- _SET PROBLEM 1_:
Decide whether each statement below agrees with the Cholwell's Chickens text. For each one, answer yes or no and quote the words from the text that settle it.
(a) Cholwell's Chickens first appeared in Thrilling Wonder Stories in August 1952.
(b) Earl Abercrombie is 16 years old.
(c) Parlier was raised by a saloon owner.

- _DOCUMENT EXTRACT_:
● ● ● ●

Cholwell's Chickens

Cholwell's Chickens is a science fiction novella by Jack Vance from 1952. It was first published in Thrilling Wonder Stories magazine in August 1952. It is the sequel to Abercrombie Station (published first in Thrilling Wonder Stories in the February 1952 edition). The book Monsters in Orbit included both novellas in one volume. Both novellas have the same protagonist, Jean Parlier, a bright, attractive 16-year-old girl who is an orphan. In Abercrombie Station, Jean goes to a space station to try to seduce its wealthy, eccentric owner. In Cholwell's Chickens, the now-wealthy Jean sets off to her home planet of Codrion to try to find out about her parents.

The title page illustration from Cholwell's Chickens depicts a row of shuttle fliers.

Background

Parlier is an orphan who has been told that her parents abandoned her as an infant. She was raised by an abusive saloon owner named Joe Parlier. At about age 10, after Joe and several other men threaten her with rape, she kills them and flees, leading to her being wanted on murder charges. She then lives in a number of foster homes on different planets.

The events in Ambercrombie Station start when the 16-year-old Parlier finds herself needing a job. Without a family, a profession or training, she needs a way to earn money. She responds to an advertisenent seeking attractive young women for what sounds like modelling or escort work. She meets a man named Fotheringjay, who asks her to take off her clothes and then inquires about her level of comfort spending time with men with unusual interests. When she passes this test, he offers her $1,000,000 if she can seduce and marry Earl Abercrombie, the wealthy 18-year-old heir to a family fortune. Earl is the owner of a satellite station and resort called Abercrombie Station, where obese people vacation in opulent zero-gravity quarters.

● ● ● ●

(Items from a data source)
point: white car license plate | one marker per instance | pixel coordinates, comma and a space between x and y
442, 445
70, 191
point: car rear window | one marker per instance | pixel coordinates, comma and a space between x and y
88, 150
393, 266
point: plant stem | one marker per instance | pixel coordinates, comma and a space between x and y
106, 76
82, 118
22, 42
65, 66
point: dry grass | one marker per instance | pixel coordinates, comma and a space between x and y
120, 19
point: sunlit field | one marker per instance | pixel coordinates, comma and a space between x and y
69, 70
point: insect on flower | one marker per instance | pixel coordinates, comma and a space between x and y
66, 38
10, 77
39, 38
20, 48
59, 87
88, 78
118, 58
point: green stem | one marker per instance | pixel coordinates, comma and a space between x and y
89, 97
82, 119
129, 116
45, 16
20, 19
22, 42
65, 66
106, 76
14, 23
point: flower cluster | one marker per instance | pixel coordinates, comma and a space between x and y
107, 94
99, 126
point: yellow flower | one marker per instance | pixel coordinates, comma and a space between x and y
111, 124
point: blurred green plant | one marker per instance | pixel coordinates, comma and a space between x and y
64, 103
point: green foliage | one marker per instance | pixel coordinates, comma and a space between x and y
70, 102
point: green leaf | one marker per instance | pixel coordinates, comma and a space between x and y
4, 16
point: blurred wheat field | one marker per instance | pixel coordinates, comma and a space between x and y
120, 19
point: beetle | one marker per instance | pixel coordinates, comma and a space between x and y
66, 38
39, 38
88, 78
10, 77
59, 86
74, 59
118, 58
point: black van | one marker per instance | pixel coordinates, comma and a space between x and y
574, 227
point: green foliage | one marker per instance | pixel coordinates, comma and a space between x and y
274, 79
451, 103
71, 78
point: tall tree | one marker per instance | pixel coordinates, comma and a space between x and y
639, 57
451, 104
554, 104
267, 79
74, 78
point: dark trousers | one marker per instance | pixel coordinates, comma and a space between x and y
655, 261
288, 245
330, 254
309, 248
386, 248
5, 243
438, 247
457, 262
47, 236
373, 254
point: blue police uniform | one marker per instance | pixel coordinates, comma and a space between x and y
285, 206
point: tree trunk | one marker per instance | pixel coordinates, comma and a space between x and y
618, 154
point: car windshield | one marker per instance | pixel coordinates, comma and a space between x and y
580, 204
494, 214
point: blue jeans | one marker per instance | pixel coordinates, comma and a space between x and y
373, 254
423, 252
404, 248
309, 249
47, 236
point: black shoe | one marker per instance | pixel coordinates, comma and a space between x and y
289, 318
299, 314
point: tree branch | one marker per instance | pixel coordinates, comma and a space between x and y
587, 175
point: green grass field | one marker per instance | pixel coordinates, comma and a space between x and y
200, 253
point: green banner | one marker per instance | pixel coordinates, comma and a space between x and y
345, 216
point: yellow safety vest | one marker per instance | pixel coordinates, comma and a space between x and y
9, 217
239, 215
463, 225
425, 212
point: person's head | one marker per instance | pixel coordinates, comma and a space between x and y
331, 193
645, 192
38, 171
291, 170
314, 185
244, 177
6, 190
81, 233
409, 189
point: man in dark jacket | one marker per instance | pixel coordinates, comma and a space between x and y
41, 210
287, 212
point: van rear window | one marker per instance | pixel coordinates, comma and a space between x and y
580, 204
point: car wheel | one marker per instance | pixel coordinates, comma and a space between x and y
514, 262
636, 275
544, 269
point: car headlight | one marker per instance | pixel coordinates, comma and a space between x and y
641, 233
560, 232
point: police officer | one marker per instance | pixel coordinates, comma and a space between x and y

● ● ● ●

- _SET PROBLEM 2_: Edit the entries from the line with "point: van rear" through the last line of the entries, swapping "car" for "vehicle". Give back only those lines, with nothing else changed.

- _OUTPUT 1_:
(a) Yes: "It was first published in Thrilling Wonder Stories magazine in August 1952."
(b) No: "the wealthy 18-year-old heir to a family fortune"
(c) Yes: "She was raised by an abusive saloon owner named Joe Parlier."

- _OUTPUT 2_:
point: van rear window | one marker per instance | pixel coordinates, comma and a space between x and y
580, 204
point: vehicle wheel | one marker per instance | pixel coordinates, comma and a space between x and y
514, 262
636, 275
544, 269
point: vehicle headlight | one marker per instance | pixel coordinates, comma and a space between x and y
641, 233
560, 232
point: police officer | one marker per instance | pixel coordinates, comma and a space between x and y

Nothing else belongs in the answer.